▶ [TEXT PASSAGE]:

BY TUNG NGUYEN | 19th Feb 2015


AUDI TT, you don’t have to prove a thing.

A styling sensation when it debuted as a show-stopping concept car 20 years ago, the Bauhaus-inspired original did two things to the hitherto struggling German premium brand when released in production form four years later: One, it legitimised great design for design’s sake and, two, it set Audi on a quest to push quality boundaries with each successive model.

That the TT didn’t really steer or handle like the taut sports car that the wonderful styling promised didn’t really matter when so many other things about the Ingolstadt superstar shone so brightly.

Still, widespread dynamic criticism meant that the 2006 replacement ditched the Mk4 Golf/Mk1 A3 chassis for aluminium space-frame tech, bringing an aluminium front half and high-strength steel in the rear, topped by a multi-link rear suspension system and much quicker steering. Result? The now-80kg lighter TT turned athletic.

But in other areas, the Mk2 wasn’t so special. The new design lost its purity, especially around the pinched face. The cabin seemed somewhat underwhelming, and the ride could be punishing.

Eight years on, though, and the Germans appear to have finally dotted all the Is and crossed all the, ahem, TTs.

Take the styling. Using the R8’s handsome face as inspiration for the newcomer’s front end is a masterstroke, giving the Audi supercar looks. More pronounced side tension lines, lower sill extensions and broader hips also add a more masculine stance. Only the slightly fussier rear cut lines and C-pillar kink detract from a harmonious reinterpretation of a modern icon.

Open the aluminium door and the TT’s interior sits among the greats. Note that the pictures cannot fully convey the 3D gorgeousness of the dashboard and console that greets the astonished onlooker.

We tried two versions on the Australian launch in Tasmania – a base 2.0 TFSI manual Sport front-driver from $71,950 with just the one option – white metallic paint for a rip-off $1077 – and an $85,450 quattro S-tronic (dual-clutch auto) S line with $8K’s worth of extras added.

Both interiors blew us away for exactly the same reason, from the hewn-from-solid-mass feel of the way everything is built with bank-vault precision, to the lush sensuality of the expensive materials all around as you sit ensconced in the sumptuous premiumnness of it all. The TT’s cabin aroma is irresistibly seductive.

Tactility and beauty vie for attention as you breathe in the cockpit ambience and drink in the details. The air vents dare you to cup their perimeter in an almost obscene way the toggle switches beg to be caressed the steering wheel’s rim draws your palms to melt around them and the seats spoon your torso intimately.

If all the smooth aluminium and rubberised skin sheathing every surface isn’t enough, the instrument screen laid out before you is a cinemascope of digitised analogue-look dials, set within a sat-nav landscape of road maps, audio and telephone information, telephone and vehicle operational data.

▶ [DATA IN THIS EXERCISE]:

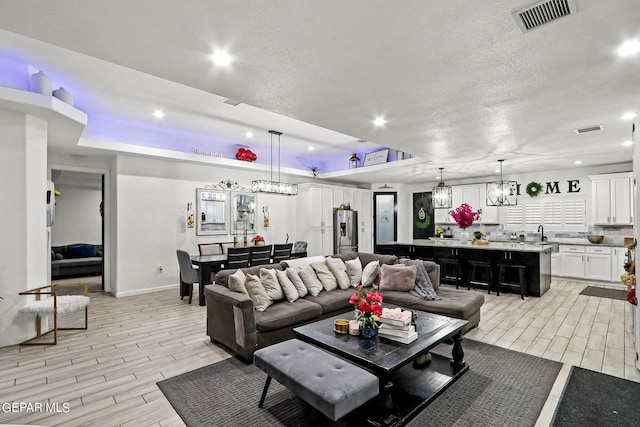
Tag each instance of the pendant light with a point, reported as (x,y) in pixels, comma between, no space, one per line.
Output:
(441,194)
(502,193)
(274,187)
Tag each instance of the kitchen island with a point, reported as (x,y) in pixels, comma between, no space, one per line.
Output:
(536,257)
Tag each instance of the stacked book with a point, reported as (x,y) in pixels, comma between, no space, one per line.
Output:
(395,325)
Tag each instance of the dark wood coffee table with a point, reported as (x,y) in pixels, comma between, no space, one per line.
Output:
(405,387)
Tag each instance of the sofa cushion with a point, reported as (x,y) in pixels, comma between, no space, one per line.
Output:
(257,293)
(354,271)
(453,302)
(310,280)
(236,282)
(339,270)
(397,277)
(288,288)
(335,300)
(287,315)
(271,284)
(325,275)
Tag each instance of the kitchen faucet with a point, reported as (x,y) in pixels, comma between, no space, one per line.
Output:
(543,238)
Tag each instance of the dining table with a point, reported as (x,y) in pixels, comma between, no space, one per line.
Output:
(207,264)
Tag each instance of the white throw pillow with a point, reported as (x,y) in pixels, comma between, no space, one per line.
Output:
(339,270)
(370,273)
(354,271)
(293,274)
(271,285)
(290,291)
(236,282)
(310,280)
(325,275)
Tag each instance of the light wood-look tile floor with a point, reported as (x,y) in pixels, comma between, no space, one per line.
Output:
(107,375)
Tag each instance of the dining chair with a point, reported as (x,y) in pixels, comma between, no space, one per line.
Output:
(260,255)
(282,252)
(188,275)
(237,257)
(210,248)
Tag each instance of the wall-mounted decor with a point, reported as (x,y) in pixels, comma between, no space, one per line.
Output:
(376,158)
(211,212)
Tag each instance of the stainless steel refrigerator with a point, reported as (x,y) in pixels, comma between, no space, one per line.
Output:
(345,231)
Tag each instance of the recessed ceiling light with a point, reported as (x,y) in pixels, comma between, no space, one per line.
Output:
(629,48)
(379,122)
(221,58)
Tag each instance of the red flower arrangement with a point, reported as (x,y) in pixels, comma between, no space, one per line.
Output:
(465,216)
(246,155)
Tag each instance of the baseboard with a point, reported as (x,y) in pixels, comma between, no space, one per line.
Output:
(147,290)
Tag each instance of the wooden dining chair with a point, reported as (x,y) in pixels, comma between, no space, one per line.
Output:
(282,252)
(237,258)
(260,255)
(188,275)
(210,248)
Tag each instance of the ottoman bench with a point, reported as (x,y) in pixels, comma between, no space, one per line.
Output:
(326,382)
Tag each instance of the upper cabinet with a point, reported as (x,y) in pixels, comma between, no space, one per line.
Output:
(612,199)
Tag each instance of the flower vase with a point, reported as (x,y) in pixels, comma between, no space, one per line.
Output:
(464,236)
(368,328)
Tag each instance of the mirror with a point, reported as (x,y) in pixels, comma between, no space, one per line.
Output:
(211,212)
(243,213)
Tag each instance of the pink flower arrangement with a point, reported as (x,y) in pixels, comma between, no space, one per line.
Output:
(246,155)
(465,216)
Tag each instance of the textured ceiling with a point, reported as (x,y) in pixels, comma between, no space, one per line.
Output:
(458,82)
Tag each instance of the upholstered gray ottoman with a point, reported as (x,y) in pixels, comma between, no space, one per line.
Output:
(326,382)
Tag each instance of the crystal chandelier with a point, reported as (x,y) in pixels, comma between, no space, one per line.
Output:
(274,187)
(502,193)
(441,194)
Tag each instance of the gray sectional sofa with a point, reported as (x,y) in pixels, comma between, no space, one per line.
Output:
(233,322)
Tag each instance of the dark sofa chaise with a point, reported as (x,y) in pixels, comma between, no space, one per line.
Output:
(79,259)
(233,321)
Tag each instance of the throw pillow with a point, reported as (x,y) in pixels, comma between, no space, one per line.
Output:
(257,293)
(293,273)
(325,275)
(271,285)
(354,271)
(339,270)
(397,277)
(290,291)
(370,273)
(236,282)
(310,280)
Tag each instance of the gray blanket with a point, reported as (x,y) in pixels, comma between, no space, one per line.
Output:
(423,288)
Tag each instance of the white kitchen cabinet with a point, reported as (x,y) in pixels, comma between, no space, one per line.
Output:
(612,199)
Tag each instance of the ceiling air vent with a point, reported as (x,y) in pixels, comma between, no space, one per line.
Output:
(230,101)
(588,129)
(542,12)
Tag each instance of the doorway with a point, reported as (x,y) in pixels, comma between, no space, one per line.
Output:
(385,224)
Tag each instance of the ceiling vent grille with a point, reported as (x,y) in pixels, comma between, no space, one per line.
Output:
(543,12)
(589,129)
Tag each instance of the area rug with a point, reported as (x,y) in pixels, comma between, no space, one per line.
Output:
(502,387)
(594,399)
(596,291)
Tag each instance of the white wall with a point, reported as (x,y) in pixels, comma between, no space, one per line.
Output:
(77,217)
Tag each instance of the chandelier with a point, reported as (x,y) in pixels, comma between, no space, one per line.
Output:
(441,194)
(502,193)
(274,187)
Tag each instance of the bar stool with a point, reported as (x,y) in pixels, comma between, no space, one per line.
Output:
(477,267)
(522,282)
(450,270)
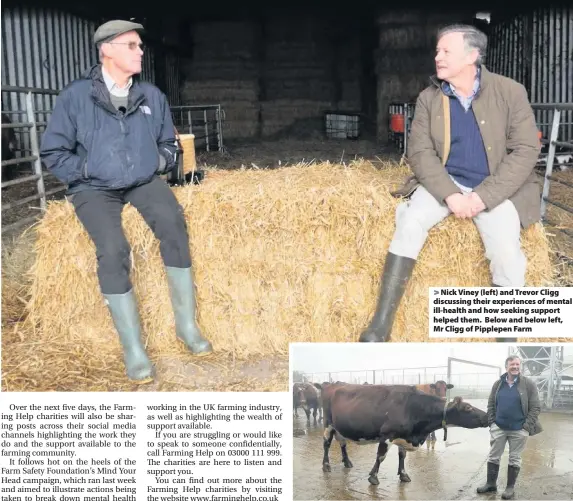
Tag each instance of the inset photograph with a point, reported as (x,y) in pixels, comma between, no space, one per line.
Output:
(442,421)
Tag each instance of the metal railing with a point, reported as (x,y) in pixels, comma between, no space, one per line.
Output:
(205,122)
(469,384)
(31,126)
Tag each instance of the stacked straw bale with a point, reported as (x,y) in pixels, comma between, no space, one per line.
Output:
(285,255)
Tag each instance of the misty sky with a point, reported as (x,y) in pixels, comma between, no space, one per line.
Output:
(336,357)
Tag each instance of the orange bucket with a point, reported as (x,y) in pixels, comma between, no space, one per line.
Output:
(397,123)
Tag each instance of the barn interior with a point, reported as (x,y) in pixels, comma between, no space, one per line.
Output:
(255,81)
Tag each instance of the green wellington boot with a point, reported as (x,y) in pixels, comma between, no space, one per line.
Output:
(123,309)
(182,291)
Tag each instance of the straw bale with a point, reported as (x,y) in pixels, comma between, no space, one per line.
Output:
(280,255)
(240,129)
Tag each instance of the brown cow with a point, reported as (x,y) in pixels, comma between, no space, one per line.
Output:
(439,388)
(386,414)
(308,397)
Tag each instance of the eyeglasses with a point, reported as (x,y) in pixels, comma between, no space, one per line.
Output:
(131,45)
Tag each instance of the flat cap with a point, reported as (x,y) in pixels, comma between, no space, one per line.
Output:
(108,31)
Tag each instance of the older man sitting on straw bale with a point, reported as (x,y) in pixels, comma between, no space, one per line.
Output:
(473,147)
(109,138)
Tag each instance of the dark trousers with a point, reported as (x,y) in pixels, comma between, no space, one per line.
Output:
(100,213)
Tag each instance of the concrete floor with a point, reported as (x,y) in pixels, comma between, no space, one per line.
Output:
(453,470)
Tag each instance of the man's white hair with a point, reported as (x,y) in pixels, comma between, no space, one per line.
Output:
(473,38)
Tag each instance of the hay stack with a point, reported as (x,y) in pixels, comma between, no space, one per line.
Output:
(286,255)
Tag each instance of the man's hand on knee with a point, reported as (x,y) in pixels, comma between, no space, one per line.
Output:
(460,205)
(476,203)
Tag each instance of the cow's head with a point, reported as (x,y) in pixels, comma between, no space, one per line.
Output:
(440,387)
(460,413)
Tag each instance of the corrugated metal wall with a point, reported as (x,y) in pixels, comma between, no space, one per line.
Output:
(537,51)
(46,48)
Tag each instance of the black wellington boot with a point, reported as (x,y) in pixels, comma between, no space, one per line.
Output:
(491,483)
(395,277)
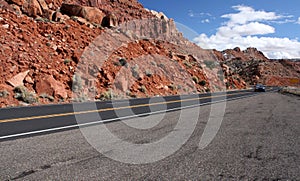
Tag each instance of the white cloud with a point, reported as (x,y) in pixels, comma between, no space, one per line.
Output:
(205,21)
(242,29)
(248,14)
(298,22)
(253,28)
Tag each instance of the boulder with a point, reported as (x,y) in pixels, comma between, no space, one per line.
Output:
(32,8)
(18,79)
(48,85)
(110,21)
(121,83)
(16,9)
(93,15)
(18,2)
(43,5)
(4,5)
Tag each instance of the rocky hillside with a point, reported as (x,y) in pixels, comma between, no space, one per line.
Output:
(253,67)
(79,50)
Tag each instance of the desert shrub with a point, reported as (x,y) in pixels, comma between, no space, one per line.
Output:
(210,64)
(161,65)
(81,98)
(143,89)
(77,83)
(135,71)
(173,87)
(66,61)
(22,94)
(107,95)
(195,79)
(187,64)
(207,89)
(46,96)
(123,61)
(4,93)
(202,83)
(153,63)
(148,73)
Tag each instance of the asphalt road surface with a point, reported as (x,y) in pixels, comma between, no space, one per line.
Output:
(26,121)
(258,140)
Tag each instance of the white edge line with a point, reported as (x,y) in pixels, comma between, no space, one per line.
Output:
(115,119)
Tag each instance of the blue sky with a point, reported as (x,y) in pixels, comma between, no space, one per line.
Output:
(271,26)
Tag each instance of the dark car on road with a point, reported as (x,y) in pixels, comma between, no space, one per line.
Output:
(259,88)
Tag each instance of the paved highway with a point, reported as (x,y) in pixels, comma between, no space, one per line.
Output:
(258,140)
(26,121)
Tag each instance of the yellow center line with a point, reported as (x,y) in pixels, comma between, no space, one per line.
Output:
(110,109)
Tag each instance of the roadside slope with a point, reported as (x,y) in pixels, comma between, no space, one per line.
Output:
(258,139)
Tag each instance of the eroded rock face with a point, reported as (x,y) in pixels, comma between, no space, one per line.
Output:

==

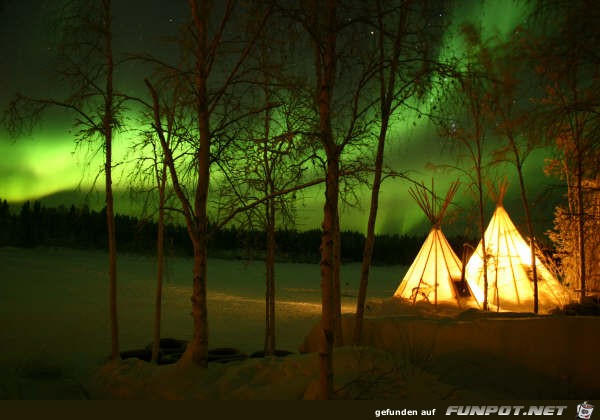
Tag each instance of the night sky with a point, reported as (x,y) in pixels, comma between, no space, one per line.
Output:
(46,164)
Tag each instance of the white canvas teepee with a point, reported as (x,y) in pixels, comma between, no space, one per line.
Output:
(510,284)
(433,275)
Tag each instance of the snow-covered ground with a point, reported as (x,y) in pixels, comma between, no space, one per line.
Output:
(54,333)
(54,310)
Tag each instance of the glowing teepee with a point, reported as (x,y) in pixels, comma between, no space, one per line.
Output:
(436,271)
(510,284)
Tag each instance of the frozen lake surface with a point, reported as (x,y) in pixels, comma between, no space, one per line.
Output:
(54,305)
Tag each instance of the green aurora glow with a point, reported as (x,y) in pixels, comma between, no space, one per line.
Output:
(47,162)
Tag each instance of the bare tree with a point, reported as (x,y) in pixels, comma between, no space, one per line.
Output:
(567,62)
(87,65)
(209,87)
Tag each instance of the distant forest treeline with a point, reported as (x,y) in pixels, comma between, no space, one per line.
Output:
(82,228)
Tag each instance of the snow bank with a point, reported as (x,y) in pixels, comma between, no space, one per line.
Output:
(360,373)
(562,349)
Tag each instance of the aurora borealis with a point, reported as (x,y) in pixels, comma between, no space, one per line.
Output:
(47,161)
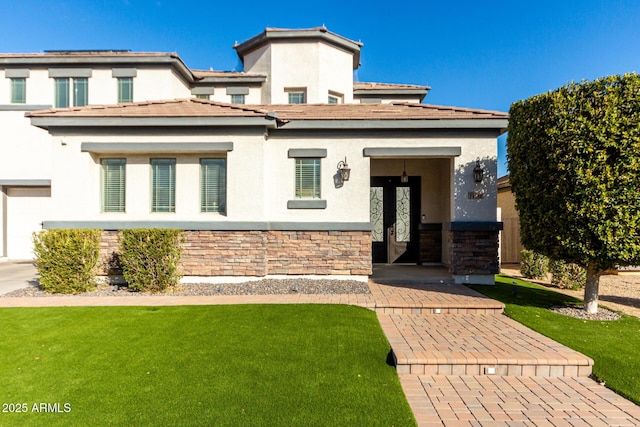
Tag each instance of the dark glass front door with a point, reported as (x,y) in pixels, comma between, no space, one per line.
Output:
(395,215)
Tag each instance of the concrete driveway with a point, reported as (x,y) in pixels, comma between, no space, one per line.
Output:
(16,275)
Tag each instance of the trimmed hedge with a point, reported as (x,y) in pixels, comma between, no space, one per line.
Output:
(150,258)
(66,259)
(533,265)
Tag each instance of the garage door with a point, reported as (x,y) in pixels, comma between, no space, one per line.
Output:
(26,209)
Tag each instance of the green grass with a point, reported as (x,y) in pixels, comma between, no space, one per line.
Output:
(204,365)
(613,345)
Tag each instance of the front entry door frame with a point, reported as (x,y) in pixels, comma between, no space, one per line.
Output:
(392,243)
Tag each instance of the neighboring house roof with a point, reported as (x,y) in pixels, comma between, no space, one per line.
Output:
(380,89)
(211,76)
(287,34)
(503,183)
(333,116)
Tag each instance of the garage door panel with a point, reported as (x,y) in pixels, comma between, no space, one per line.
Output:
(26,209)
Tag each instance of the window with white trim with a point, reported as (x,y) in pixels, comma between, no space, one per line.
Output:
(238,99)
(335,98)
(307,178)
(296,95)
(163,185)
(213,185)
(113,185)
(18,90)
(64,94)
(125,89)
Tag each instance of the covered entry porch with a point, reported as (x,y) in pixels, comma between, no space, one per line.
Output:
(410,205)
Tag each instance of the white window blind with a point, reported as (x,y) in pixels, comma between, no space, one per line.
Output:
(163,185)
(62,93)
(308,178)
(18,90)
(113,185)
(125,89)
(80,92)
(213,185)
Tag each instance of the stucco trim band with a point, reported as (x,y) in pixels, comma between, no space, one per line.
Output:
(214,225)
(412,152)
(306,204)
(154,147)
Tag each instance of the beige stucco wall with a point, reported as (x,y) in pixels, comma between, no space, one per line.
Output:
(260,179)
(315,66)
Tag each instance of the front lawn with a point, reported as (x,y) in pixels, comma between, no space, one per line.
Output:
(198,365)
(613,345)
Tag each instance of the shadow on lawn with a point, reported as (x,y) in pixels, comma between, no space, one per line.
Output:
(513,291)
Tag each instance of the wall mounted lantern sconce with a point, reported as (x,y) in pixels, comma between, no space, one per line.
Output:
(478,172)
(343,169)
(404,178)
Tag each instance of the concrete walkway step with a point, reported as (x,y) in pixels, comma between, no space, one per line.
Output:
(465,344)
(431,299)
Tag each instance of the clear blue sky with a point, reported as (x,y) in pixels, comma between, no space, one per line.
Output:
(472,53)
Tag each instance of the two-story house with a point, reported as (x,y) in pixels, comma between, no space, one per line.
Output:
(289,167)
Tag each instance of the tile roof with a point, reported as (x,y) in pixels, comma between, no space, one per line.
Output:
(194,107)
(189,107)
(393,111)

▶ [DIRECTIVES]:
- A) Answer these questions using the Audi TT review, one answer per line, marked (i), (ii), and (iii):
(i) How many years after its debut as a concept car was the original TT released in production form?
(ii) How much lighter did the 2006 TT become?
(iii) What did the white metallic paint option cost on the base model tested?
- B) Gather every line of the records that contains the word "front".

▶ [ANSWERS TO EACH TASK]:
- A)
(i) Four years
(ii) 80kg
(iii) $1077

- B)
Tag each instance of the dark glass front door with a point, reported as (x,y) in pixels, comma between, no space, one per line.
Tag each instance of the front entry door frame with a point, reported as (x,y) in pixels, comma between, no space, one per line.
Tag each instance of the front lawn with a point, reported as (x,y) in pixels, comma between, no space, one per line.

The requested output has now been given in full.